● EXERCISE PROMPT: Your response should be the complete set of records, reproduced exactly.

● Region pointing data:
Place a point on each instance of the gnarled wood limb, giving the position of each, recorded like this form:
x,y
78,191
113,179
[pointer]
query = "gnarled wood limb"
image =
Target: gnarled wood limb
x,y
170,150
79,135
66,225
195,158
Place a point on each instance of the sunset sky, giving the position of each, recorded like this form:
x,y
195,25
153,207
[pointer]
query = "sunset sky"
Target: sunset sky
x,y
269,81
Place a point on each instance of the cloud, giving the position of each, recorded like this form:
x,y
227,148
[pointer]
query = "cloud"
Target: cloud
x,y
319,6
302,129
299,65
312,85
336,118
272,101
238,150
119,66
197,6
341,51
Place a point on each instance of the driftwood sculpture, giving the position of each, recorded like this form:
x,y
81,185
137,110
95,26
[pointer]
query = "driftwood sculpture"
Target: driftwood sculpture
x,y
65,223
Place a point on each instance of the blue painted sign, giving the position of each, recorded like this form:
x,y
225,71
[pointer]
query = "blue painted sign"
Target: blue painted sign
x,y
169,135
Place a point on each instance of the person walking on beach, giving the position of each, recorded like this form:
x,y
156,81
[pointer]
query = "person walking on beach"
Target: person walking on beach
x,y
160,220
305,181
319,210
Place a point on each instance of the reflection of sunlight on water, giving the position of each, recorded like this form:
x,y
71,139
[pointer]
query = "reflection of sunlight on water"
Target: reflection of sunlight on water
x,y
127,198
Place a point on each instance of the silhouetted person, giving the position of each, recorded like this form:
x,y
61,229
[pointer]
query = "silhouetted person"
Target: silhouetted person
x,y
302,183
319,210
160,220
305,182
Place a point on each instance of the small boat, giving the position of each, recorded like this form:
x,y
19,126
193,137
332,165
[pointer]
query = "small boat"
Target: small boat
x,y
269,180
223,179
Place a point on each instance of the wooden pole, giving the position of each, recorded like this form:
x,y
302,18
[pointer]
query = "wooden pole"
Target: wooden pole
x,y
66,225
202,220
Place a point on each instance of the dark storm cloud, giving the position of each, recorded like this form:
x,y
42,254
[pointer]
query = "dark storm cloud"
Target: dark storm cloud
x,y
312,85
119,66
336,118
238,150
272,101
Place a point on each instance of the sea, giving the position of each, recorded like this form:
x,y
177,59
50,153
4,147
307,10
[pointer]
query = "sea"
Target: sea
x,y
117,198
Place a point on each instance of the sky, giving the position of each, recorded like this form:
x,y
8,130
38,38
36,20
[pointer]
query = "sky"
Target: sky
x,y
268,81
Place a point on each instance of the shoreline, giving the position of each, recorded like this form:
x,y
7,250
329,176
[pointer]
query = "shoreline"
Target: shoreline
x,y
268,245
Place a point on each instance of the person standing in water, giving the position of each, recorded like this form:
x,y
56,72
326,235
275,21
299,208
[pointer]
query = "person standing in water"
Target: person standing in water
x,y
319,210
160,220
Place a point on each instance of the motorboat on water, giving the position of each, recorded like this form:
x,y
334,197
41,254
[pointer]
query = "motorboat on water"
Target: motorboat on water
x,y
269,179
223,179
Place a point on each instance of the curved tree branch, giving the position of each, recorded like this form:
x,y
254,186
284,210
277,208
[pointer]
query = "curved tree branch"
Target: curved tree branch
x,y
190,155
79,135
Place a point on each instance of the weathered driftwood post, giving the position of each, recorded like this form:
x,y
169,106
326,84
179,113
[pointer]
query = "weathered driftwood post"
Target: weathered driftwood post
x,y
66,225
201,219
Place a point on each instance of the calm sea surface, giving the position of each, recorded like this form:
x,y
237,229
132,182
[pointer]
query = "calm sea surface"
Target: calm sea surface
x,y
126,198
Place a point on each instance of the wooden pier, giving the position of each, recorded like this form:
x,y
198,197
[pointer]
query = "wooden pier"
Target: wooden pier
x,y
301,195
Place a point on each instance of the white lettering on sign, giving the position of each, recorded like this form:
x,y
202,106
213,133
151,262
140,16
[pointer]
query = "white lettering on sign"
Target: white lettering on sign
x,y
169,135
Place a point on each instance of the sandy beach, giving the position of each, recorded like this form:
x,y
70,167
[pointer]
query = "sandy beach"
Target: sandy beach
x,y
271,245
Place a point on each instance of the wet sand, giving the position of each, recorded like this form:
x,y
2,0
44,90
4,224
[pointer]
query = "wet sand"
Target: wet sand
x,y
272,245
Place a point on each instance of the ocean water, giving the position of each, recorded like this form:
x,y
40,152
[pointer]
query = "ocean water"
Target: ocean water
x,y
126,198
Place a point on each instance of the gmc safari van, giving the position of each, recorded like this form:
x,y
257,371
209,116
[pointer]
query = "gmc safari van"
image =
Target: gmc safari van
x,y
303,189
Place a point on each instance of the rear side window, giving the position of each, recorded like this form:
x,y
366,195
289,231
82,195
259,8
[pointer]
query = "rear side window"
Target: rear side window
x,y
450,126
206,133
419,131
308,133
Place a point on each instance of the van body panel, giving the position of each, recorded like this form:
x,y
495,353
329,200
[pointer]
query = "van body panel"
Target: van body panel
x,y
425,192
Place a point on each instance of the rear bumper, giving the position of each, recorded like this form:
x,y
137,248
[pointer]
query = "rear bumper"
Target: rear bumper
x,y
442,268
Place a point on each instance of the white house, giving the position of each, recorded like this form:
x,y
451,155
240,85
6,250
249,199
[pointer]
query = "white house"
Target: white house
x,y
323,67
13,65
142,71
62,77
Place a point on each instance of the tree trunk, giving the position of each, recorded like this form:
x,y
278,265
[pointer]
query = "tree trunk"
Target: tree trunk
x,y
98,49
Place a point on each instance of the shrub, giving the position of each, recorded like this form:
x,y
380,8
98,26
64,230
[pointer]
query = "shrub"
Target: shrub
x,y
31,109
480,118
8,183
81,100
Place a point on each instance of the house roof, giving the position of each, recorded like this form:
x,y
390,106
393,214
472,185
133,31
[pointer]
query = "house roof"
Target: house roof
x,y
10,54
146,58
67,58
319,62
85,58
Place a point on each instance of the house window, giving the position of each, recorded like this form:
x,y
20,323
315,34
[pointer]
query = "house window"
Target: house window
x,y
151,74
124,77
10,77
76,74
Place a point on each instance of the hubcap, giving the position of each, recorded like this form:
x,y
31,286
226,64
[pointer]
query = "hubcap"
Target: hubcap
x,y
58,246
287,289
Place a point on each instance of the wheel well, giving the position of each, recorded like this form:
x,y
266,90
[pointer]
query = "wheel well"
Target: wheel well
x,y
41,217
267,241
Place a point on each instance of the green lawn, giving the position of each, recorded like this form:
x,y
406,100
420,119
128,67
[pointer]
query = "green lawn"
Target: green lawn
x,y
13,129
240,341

● REPLY:
Place a point on each instance of the gnarled wood limb, giving the position of each, recorded like this form:
x,y
78,191
113,179
[pointer]
query = "gnarled wood limb"
image =
Target: gnarled wood limb
x,y
170,150
79,135
66,225
195,158
Place a point on each instance of the sunset sky, giving the position of each, recorded like this form:
x,y
195,25
153,207
[pointer]
query = "sunset sky"
Target: sunset sky
x,y
269,81
Place a point on each instance of the cloud, giving the position of each, recorded like this form:
x,y
227,148
[pointer]
query = "cloud"
Target: cloud
x,y
319,6
302,129
299,65
312,85
336,118
272,101
238,150
119,66
197,6
341,51
Place a point on each instance of the driftwood sculpture, giving the position of each, recorded like this form:
x,y
81,185
137,110
95,26
[pointer]
query = "driftwood sculpture"
Target: driftwood sculpture
x,y
65,223
Place a point on each instance of the blue painted sign, giving the position of each, recorded like this form:
x,y
225,71
[pointer]
query = "blue painted sign"
Target: blue painted sign
x,y
169,135
Place a point on each instance of the person walking on beach, giving the position of each, recorded like this form:
x,y
156,81
[pointer]
query = "person walking on beach"
Target: person walking on beach
x,y
160,220
305,181
319,210
Place a point on each instance of the reflection of sunlight on water, giving the position of each, recorded like this form:
x,y
71,139
[pointer]
query = "reflection of sunlight on water"
Target: reflection of sunlight on water
x,y
127,198
Place a point on each instance of the silhouetted person, giving the position of each, recorded like this form:
x,y
61,229
[pointer]
query = "silhouetted person"
Target: silhouetted person
x,y
302,183
319,210
160,220
305,182
Place a point on each instance of the small boat, giving the position of each, recorded like this form:
x,y
19,126
193,137
332,165
[pointer]
query = "small boat"
Target: small boat
x,y
269,180
223,179
Place a point on each instance of the wooden pole, giving the position of each, recorded like this form:
x,y
302,18
[pointer]
query = "wooden pole"
Target: wooden pole
x,y
66,225
202,220
Place a point on each instance of the dark storm cloud, giving the position of each, recorded like this form:
x,y
42,254
[pointer]
query = "dark storm cloud"
Target: dark storm cloud
x,y
312,85
119,66
336,118
238,150
272,101
Place a point on each instance of the sea, giving the position of each, recorded like this form:
x,y
177,59
50,153
4,147
307,10
[pointer]
query = "sea"
Target: sea
x,y
117,198
Place a point on each instance of the sky, giving the position of each, recorded like this form:
x,y
8,130
38,38
36,20
[pointer]
query = "sky"
Target: sky
x,y
268,81
Place a point on each instance of the shoreline, giving the position of each, recorded like this form:
x,y
7,250
329,176
[pointer]
query = "shoreline"
Target: shoreline
x,y
268,245
Place a point on each instance of the person standing in water, giving the position of each, recorded like this form:
x,y
56,72
326,235
275,21
299,208
[pointer]
query = "person standing in water"
Target: person standing in water
x,y
319,210
160,220
Place a point on each instance of the motorboat on water, giving the position of each, recorded like this form:
x,y
334,197
41,254
[pointer]
query = "motorboat on water"
Target: motorboat on water
x,y
269,179
223,179
Place a point on each instance of the curved tree branch, giving the position of each, recorded like this form:
x,y
254,186
284,210
277,208
[pointer]
query = "curved tree branch"
Target: curved tree branch
x,y
190,155
79,135
Place a point on each instance of the weathered driftwood post, giving the position of each, recorded like this form:
x,y
169,106
326,84
179,113
[pointer]
query = "weathered driftwood post"
Target: weathered driftwood post
x,y
66,225
201,219
Place a point on each instance of the calm sea surface, giving the position of each, recorded like this form:
x,y
237,229
132,182
[pointer]
query = "calm sea surface"
Target: calm sea surface
x,y
126,198
Place a point on each instance of the wooden pier, giving the position of each, recorded like this form:
x,y
198,197
[pointer]
query = "wooden pier"
Target: wooden pier
x,y
301,195
Place a point on each instance of the white lettering on sign, giving the position of each, recorded like this form:
x,y
202,106
213,133
151,262
140,16
[pointer]
query = "white lettering on sign"
Target: white lettering on sign
x,y
169,135
Place a point on each instance of the sandy beach, giving the position of each, recorded like this form:
x,y
70,167
[pointer]
query = "sandy beach"
Target: sandy beach
x,y
271,245
Place a point on each instance of the wet sand, giving the position of each, recorded like this form:
x,y
2,0
44,90
4,224
[pointer]
query = "wet sand"
Target: wet sand
x,y
272,245
Place a point on each instance of the ocean water, giving the position of each, recorded like this form:
x,y
40,152
[pointer]
query = "ocean water"
Target: ocean water
x,y
126,198
Place a point on each instance of the gmc safari van, giving the position of each, recorded like this form:
x,y
257,371
209,116
[pointer]
query = "gmc safari van"
image =
Target: gmc safari van
x,y
303,189
Place a point on each instance of the rear side window, giving the position of each, recorded like this form:
x,y
366,195
289,231
82,195
259,8
[pointer]
query = "rear side window"
Target: rear side window
x,y
450,126
206,133
419,131
308,133
Place a point on each instance of the van body panel, giving the position of each, recorded like this form:
x,y
495,353
329,200
[pointer]
query = "van body panel"
Target: van body panel
x,y
425,192
Place a point on each instance of the rear bumper, giving the position of each, recorded like this form:
x,y
137,248
[pointer]
query = "rear bumper"
Target: rear bumper
x,y
442,268
Place a point on each instance of the white house, giving the position of each, recorded like this form:
x,y
451,155
240,85
6,250
249,199
[pointer]
query = "white house"
Target: white house
x,y
323,67
13,65
142,71
62,77
Place a point on each instance of the tree trunk, giving the position of each, recorded like this form:
x,y
278,265
[pointer]
query = "tree trunk"
Target: tree trunk
x,y
98,49
Place a point on each instance of the shrub, giving the position of each, recorded like this form:
x,y
380,8
98,26
64,230
[pointer]
query = "shrub"
Target: shrub
x,y
31,109
480,118
8,183
81,100
Place a point on each instance of the house roof, giving the position of each, recorded like this form:
x,y
390,106
393,214
472,185
133,31
[pointer]
query = "house roof"
Target: house roof
x,y
10,54
146,58
67,58
319,62
85,58
Place a point on each instance of the house window, giving the position of each, recorded like this form:
x,y
20,323
315,34
[pointer]
query = "house window"
Target: house window
x,y
151,74
124,77
10,77
76,74
Place a point on each instance of the hubcap, giving the position of each, recorded like this form:
x,y
31,286
226,64
[pointer]
query = "hubcap"
Target: hubcap
x,y
58,246
287,289
Place a point on each instance of the wheel well, giving the position of each, recorded like this form:
x,y
266,90
[pointer]
query = "wheel well"
Target: wheel well
x,y
41,217
267,241
Place a point on each instance of the green lawn, giving the position of each, recorded like this form:
x,y
406,100
420,119
128,67
[pointer]
query = "green lawn"
Target: green lawn
x,y
13,129
240,341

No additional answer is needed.